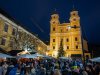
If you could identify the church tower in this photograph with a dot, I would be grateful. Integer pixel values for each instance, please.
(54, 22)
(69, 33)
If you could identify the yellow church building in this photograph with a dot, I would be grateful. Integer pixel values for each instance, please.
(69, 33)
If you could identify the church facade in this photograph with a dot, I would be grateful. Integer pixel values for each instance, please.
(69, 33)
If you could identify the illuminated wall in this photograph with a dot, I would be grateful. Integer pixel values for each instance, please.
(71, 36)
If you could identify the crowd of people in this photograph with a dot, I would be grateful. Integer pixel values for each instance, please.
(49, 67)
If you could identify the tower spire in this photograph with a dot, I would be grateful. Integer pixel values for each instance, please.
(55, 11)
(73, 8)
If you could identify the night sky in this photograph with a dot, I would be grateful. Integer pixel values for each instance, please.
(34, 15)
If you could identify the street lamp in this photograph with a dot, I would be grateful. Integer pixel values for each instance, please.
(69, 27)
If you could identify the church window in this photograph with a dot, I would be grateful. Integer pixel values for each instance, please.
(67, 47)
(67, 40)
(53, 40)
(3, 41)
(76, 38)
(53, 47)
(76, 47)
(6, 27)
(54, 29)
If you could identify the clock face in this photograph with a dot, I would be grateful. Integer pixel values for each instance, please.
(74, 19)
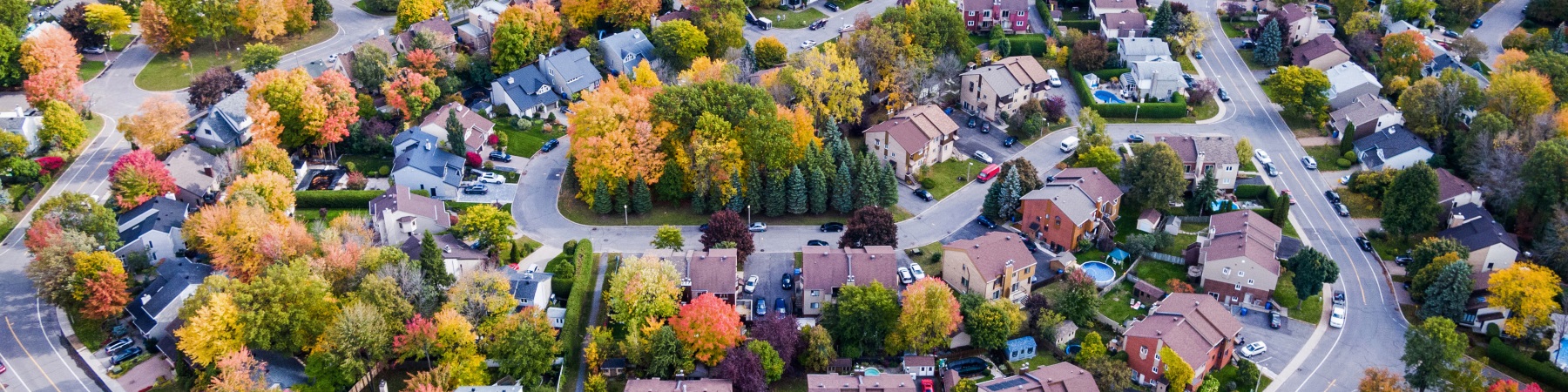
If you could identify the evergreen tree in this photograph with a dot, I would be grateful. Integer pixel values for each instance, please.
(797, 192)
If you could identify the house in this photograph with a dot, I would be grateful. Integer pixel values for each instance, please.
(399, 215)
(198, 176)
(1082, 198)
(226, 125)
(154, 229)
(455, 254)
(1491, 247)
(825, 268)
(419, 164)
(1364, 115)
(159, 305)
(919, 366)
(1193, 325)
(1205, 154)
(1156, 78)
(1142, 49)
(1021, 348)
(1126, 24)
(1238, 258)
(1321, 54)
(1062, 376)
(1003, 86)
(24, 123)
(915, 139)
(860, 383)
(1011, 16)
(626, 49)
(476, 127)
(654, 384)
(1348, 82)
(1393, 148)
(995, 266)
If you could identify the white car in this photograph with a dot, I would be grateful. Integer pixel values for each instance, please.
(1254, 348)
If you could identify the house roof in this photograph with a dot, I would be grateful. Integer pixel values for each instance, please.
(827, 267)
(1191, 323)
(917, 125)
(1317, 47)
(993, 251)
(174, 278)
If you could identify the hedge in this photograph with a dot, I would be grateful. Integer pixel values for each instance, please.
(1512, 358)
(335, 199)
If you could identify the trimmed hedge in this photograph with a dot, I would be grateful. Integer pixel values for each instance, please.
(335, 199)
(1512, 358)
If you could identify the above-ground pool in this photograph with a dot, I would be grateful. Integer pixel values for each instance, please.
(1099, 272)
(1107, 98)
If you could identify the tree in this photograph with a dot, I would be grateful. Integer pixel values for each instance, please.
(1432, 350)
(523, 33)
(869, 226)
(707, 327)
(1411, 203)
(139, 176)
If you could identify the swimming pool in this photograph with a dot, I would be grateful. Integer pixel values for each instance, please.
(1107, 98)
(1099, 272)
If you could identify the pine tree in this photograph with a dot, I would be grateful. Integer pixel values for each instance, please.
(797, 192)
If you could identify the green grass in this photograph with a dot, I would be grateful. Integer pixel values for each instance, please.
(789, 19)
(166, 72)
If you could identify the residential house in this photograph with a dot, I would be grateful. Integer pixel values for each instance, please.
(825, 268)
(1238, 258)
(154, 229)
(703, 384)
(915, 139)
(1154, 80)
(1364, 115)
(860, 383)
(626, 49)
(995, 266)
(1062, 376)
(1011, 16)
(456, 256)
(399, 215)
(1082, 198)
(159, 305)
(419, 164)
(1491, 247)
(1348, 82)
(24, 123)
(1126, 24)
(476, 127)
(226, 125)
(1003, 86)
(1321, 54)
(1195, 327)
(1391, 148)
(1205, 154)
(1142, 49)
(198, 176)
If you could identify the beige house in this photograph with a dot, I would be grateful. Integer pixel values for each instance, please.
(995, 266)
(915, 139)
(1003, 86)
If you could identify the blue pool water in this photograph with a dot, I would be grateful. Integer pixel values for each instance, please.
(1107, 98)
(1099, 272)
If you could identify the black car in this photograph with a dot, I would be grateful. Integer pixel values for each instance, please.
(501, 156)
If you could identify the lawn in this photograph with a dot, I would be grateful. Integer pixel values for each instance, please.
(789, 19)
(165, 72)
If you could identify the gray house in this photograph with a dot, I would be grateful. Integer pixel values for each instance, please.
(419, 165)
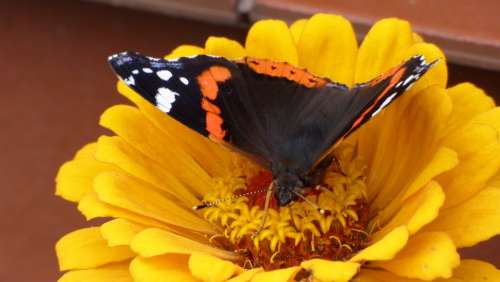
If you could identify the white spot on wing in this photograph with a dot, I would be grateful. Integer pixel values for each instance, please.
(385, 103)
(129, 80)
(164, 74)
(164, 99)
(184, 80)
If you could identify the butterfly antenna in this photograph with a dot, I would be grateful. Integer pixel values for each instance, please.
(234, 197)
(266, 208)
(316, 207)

◇ ◇ ◇ ◇ ◇

• **Work instructions**:
Rewrite every row above, replacing "photograph" with "image" each time it occurs and keeping everything else the same. Leave the pictures out.

• **Exercise solution**:
If you could identify the church tower in this image with a dot, I would be grateful. Integer pixel values for each instance, please.
(54, 22)
(69, 33)
If you could identify the yellow church building in this image with a dot, I would be grateful. Integer pixel values for each instance, please.
(69, 33)
If you could identify the church facade in this image with a dot, I would be grateful. Integer pixel values for each instance, please.
(69, 33)
If you could identify the illuminated wall in this image with a dot, I would be grateful. Integer pixel values for each instance, please.
(71, 36)
If you could identify the crowd of people in this image with a dot, I would be grateful. Integer pixel values for each instance, please.
(49, 67)
If you could identify the tower spire in this image with a dot, I would be grateful. Integer pixel values for each instance, please.
(55, 11)
(73, 8)
If you could identify the night sky in this image with a dot, I would be grateful. Integer pixel values for each instance, please.
(34, 15)
If you could identify the street lamp in this image with a dot, I would be grateful. Integer pixel values for each instance, please.
(69, 27)
If you could identify the church window in this image with a dot, I would be grateful. Integer pixel values for each instance, please.
(67, 47)
(67, 40)
(53, 40)
(3, 41)
(76, 38)
(53, 47)
(76, 47)
(6, 27)
(54, 29)
If you could identify the clock face in this image with a dot, I would be grateful. Integer pixel values for each instance, please.
(74, 19)
If you could identify the evergreen tree in this image with a dot, I would be grateful. Integer pixel values for each instance, please.
(797, 192)
If you could identify the house in this image with a dot, I would be grateful. Integer pixel values for each instance, please.
(399, 215)
(198, 176)
(1082, 198)
(226, 125)
(154, 229)
(455, 254)
(1491, 247)
(825, 268)
(419, 164)
(1364, 115)
(159, 305)
(919, 366)
(1193, 325)
(1205, 154)
(1156, 78)
(1142, 49)
(1021, 348)
(1126, 24)
(1238, 258)
(1321, 54)
(1062, 376)
(1003, 86)
(24, 123)
(915, 139)
(860, 383)
(1011, 16)
(626, 49)
(476, 127)
(654, 384)
(1348, 82)
(1393, 148)
(995, 266)
If you could identify the white car in this image with a dot, I would be grateful. Integer pixel values for each instance, please.
(1254, 348)
If you could identify the house roof in this image with a dot, I would be grateful. Integer pixel values for each instance, please.
(827, 267)
(1191, 323)
(917, 125)
(1317, 47)
(993, 251)
(174, 278)
If you could identify the hedge in this image with a dot, I would be grateful. Integer pixel values for each instance, please.
(1512, 358)
(335, 199)
If you could identify the trimmed hedge in this image with a dot, I would be grateful. Integer pixel values for each instance, please.
(335, 199)
(1512, 358)
If you could identify the above-ground pool in this image with a dot, I would be grateful. Integer pixel values for each instance, please.
(1099, 272)
(1107, 98)
If you could identify the tree in this image with a dot, I would be grateful. Integer pixel values for each instance, please.
(1432, 350)
(523, 33)
(869, 226)
(707, 327)
(1411, 203)
(139, 176)
If you could identify the swimming pool in this image with a dot, I would be grateful. Integer pixel values for each instance, please.
(1107, 98)
(1099, 272)
If you could identify the pine tree in this image with a dot, I would be grateful. Integer pixel values for each instance, please.
(797, 192)
If you could identify the green grass in this image with a dot, I would be grateful. Integer pixel values for each instance, please.
(789, 19)
(166, 72)
If you could identify the residential house in this image with a dot, I would be grateful. Integer pixel values for each instance, please.
(825, 268)
(1238, 258)
(154, 229)
(703, 384)
(915, 139)
(1154, 80)
(1364, 115)
(860, 383)
(626, 49)
(995, 266)
(1062, 376)
(1011, 16)
(456, 256)
(399, 215)
(1082, 198)
(159, 305)
(419, 164)
(1491, 247)
(1348, 82)
(24, 123)
(1126, 24)
(476, 127)
(226, 125)
(1003, 86)
(1321, 54)
(1195, 327)
(1391, 148)
(1205, 154)
(1142, 49)
(198, 176)
If you could identify the beige house in this image with a dot, I would be grateful. Integer pixel values for each instance, please.
(995, 266)
(915, 139)
(1003, 86)
If you could identify the blue pool water in this image with a dot, I would be grateful. Integer pixel values for each instance, please.
(1107, 98)
(1099, 272)
If you could identify the black car in this image with a dot, I would be grateful. Integer pixel values for each instance, please.
(501, 156)
If you could identify the lawn in this image with a dot, I would be grateful. Integer pixel values for each instance, please.
(789, 19)
(165, 72)
If you could identify the gray house in this image with a dot, I would be grateful. Integer pixel values for each instance, please.
(419, 165)
If you could identify the white spot on wing in this image with a dot, I would be grateful. Integer pixel values for each instance, please.
(385, 103)
(129, 80)
(164, 74)
(164, 99)
(184, 80)
If you could identify the butterfly antenna in this image with a dot, I would be grateful. Integer pixel values for each instance, please.
(234, 197)
(266, 208)
(316, 207)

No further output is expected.